(SUPPLIED MATERIAL)
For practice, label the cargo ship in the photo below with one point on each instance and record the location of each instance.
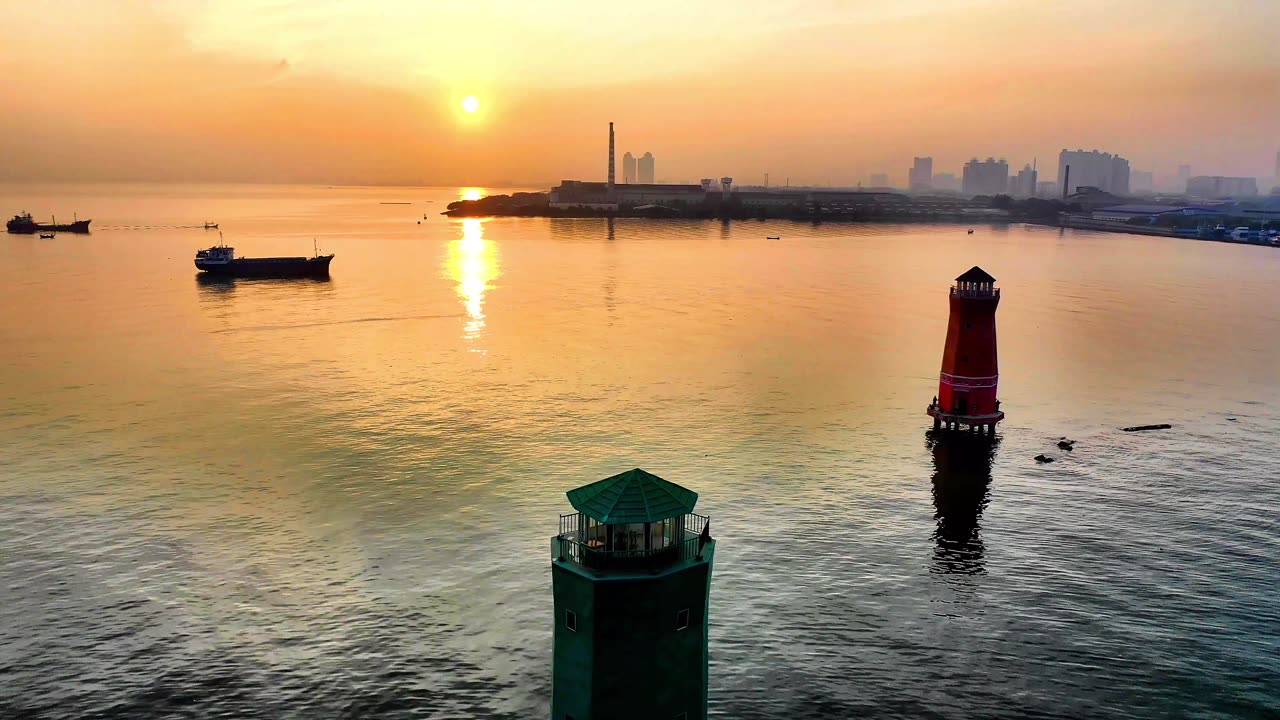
(24, 224)
(222, 260)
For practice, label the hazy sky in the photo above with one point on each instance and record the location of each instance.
(821, 91)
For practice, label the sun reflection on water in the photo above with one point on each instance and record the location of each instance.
(472, 261)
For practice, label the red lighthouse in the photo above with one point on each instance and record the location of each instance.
(967, 388)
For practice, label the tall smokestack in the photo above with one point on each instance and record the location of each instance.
(611, 156)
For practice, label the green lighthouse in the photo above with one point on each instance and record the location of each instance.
(631, 573)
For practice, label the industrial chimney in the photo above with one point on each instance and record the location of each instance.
(611, 159)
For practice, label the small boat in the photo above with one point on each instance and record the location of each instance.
(23, 223)
(222, 260)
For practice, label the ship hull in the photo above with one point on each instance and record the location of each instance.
(30, 228)
(269, 267)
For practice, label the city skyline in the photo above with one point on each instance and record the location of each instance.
(341, 92)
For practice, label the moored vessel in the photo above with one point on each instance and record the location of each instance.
(222, 260)
(22, 223)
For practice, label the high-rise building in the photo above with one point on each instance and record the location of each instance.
(1091, 168)
(1184, 173)
(629, 168)
(986, 177)
(1219, 186)
(920, 176)
(1023, 185)
(1142, 181)
(644, 168)
(946, 181)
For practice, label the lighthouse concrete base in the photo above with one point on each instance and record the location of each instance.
(981, 424)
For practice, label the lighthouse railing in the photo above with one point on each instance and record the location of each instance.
(585, 550)
(976, 291)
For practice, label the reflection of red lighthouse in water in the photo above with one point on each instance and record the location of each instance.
(967, 390)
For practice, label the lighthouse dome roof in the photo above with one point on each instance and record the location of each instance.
(634, 496)
(976, 274)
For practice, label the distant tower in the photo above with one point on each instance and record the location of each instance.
(631, 573)
(967, 388)
(629, 168)
(611, 158)
(644, 168)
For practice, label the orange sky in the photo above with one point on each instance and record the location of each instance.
(822, 91)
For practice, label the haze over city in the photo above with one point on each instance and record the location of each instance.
(823, 92)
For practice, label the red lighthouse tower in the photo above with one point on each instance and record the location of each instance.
(967, 388)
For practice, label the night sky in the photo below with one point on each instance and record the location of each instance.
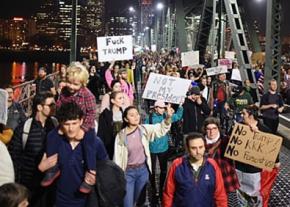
(255, 8)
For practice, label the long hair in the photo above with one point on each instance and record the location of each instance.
(125, 123)
(113, 95)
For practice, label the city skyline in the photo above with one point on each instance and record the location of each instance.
(257, 9)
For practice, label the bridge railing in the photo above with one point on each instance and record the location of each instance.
(25, 92)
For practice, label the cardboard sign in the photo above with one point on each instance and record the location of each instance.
(230, 55)
(115, 48)
(258, 57)
(190, 58)
(258, 149)
(166, 88)
(236, 74)
(216, 70)
(226, 62)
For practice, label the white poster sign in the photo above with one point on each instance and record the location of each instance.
(190, 58)
(230, 55)
(166, 88)
(115, 48)
(226, 62)
(216, 70)
(236, 75)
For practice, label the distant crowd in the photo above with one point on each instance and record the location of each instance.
(92, 113)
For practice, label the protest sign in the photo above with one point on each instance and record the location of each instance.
(166, 88)
(230, 55)
(226, 62)
(258, 57)
(216, 70)
(190, 58)
(236, 74)
(115, 48)
(255, 148)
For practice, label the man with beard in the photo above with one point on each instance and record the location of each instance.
(194, 180)
(42, 83)
(16, 114)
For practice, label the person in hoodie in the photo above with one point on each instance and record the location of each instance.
(159, 147)
(195, 110)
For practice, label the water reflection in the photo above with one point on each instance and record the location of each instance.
(18, 72)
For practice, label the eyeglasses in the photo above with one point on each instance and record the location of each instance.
(49, 105)
(210, 129)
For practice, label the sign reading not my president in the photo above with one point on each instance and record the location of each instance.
(255, 148)
(115, 48)
(166, 88)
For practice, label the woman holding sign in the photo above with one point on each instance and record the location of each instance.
(256, 184)
(216, 144)
(132, 150)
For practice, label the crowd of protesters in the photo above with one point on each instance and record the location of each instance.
(52, 154)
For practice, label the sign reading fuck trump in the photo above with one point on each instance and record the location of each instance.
(113, 48)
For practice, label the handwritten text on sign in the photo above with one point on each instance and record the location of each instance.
(166, 88)
(226, 62)
(190, 58)
(216, 70)
(258, 149)
(115, 48)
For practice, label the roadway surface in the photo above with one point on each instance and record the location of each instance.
(280, 196)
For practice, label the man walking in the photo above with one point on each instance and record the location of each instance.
(194, 180)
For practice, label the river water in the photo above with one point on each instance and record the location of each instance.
(18, 72)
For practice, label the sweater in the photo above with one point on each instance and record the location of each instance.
(148, 133)
(6, 166)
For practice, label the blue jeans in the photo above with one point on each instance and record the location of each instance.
(136, 179)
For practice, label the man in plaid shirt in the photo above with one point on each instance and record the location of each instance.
(216, 145)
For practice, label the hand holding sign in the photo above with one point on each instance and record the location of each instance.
(255, 148)
(115, 48)
(166, 88)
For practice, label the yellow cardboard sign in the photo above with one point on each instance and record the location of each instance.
(255, 148)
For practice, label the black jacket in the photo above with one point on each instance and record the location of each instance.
(26, 160)
(105, 131)
(194, 115)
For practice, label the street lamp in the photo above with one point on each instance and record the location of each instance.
(159, 6)
(131, 9)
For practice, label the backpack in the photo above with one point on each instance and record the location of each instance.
(110, 184)
(26, 129)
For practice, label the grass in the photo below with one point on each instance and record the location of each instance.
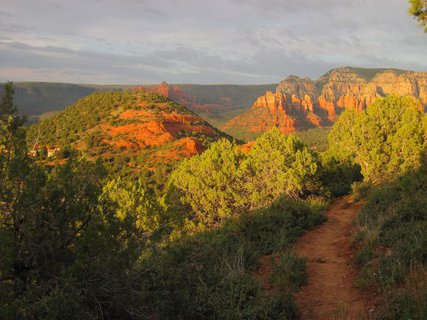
(392, 236)
(211, 275)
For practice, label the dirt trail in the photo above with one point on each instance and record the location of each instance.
(330, 292)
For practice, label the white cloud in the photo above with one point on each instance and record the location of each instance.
(240, 41)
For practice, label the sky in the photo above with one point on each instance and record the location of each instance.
(203, 41)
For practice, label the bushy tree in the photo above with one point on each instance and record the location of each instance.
(65, 253)
(276, 166)
(209, 183)
(223, 181)
(418, 9)
(386, 139)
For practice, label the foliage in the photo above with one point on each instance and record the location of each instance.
(223, 181)
(210, 275)
(338, 176)
(385, 140)
(278, 165)
(418, 9)
(65, 253)
(393, 239)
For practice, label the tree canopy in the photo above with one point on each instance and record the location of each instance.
(418, 9)
(386, 140)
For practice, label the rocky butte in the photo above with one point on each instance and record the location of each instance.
(301, 103)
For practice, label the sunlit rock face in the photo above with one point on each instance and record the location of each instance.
(301, 103)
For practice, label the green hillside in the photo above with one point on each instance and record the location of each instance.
(38, 99)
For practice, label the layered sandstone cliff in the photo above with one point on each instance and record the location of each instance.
(301, 103)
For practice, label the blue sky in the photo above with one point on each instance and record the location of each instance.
(202, 41)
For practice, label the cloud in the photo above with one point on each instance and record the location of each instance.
(240, 41)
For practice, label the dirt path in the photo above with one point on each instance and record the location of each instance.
(330, 292)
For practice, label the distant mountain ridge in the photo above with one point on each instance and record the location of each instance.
(301, 103)
(214, 103)
(147, 127)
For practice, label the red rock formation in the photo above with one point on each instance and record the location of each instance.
(300, 103)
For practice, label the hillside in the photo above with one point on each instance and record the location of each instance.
(147, 127)
(301, 103)
(37, 98)
(215, 103)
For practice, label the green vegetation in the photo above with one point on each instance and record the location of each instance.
(385, 140)
(75, 122)
(37, 99)
(223, 181)
(418, 9)
(211, 275)
(388, 142)
(230, 100)
(90, 237)
(79, 242)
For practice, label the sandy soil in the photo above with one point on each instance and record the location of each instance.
(330, 292)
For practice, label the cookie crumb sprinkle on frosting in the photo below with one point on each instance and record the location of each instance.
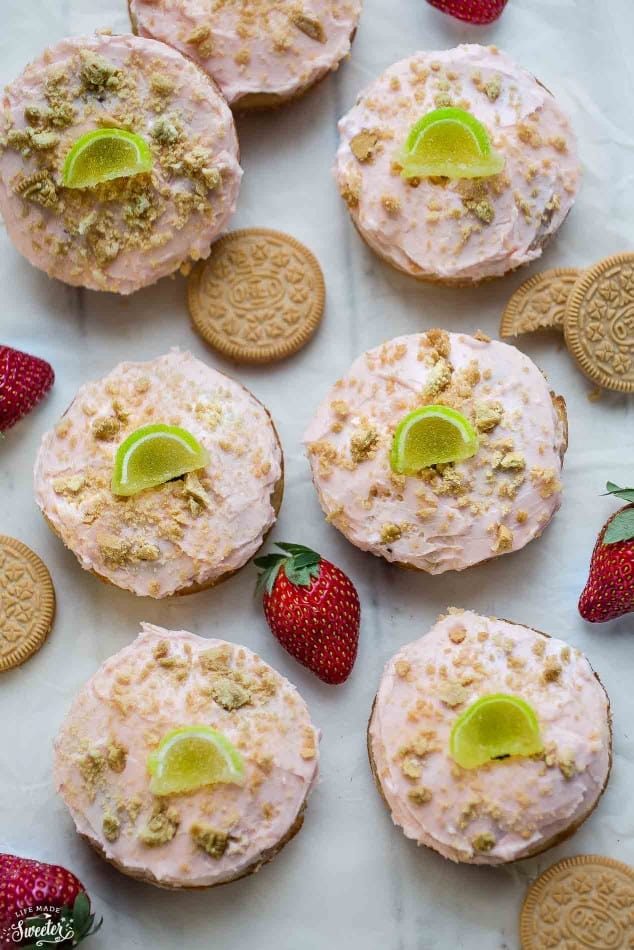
(125, 233)
(510, 807)
(446, 516)
(462, 230)
(119, 719)
(260, 53)
(191, 530)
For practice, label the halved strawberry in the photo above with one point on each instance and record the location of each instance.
(313, 610)
(24, 380)
(473, 11)
(37, 895)
(609, 591)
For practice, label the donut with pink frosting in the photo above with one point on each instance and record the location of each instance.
(186, 534)
(446, 517)
(211, 834)
(511, 807)
(262, 53)
(458, 231)
(126, 233)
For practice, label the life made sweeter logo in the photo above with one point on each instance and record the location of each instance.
(42, 925)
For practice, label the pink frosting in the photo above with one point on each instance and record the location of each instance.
(162, 681)
(434, 229)
(88, 237)
(509, 808)
(168, 538)
(255, 47)
(491, 504)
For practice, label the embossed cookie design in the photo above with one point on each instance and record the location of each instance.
(599, 323)
(581, 902)
(27, 603)
(259, 297)
(540, 302)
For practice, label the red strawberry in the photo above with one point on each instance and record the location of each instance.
(609, 591)
(41, 895)
(24, 380)
(313, 610)
(473, 11)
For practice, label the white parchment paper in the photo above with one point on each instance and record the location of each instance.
(350, 879)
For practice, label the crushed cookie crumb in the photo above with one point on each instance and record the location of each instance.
(69, 486)
(216, 659)
(411, 768)
(111, 827)
(483, 842)
(552, 670)
(438, 379)
(92, 766)
(38, 187)
(97, 73)
(363, 145)
(228, 693)
(452, 694)
(193, 489)
(492, 88)
(164, 131)
(420, 795)
(106, 428)
(308, 25)
(513, 461)
(161, 827)
(117, 757)
(390, 532)
(363, 444)
(488, 415)
(504, 540)
(567, 765)
(457, 634)
(213, 841)
(391, 203)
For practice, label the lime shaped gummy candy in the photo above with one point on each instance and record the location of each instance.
(493, 727)
(432, 435)
(450, 143)
(103, 155)
(152, 455)
(191, 757)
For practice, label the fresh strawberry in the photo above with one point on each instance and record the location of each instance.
(609, 591)
(33, 894)
(473, 11)
(313, 610)
(24, 380)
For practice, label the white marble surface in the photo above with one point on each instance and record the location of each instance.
(350, 878)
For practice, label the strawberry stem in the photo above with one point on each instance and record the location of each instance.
(301, 565)
(625, 494)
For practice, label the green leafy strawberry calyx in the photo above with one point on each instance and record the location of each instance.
(301, 566)
(621, 525)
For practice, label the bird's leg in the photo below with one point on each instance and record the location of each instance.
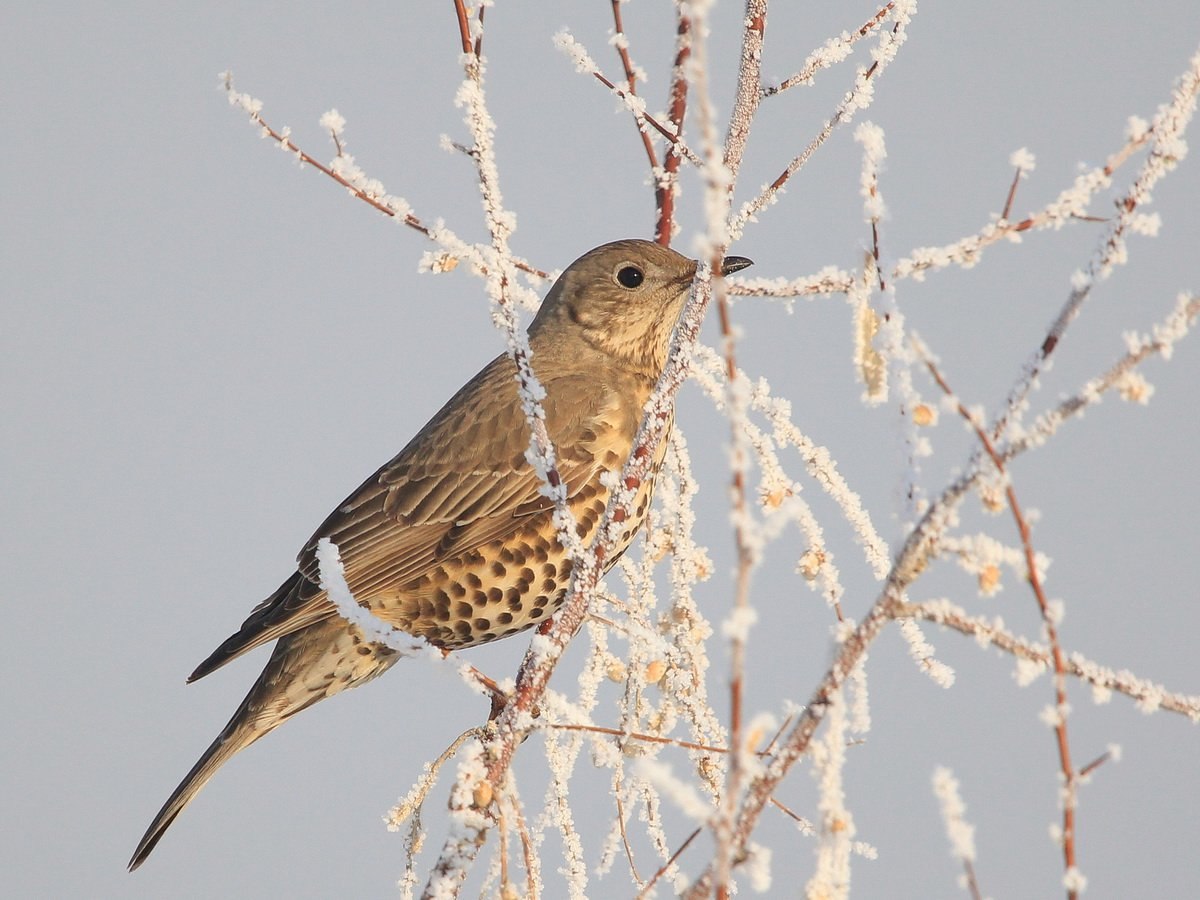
(499, 697)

(INSTRUCTIONS TO FOLLOW)
Locate "For practice, label the lime" in the listing above, then print exactly the lines from that line through the final one, omitting all pictures.

(FULL OUTPUT)
For practice, label the lime shaped gummy candy in the photo above with one point on each instance and record the location of each instance.
(493, 727)
(432, 435)
(450, 143)
(103, 155)
(152, 455)
(191, 757)
For practice, label the fresh strawberry in the photo above with one point on each instance and record the location of each instance.
(609, 591)
(33, 894)
(473, 11)
(313, 610)
(24, 380)
For practice, label the white marble surface in the photo above with one point on each instance and record the location of each instance.
(350, 878)
For practice, label the strawberry stem in the photo above with one point on each instance and record the location of each instance.
(301, 565)
(625, 494)
For practice, label the green leafy strawberry calyx in the photo above with one point on each instance and record the location of each instance.
(301, 566)
(621, 525)
For practice, label the bird's leg in the photo below with one point on each instance and record the location of each instance.
(499, 697)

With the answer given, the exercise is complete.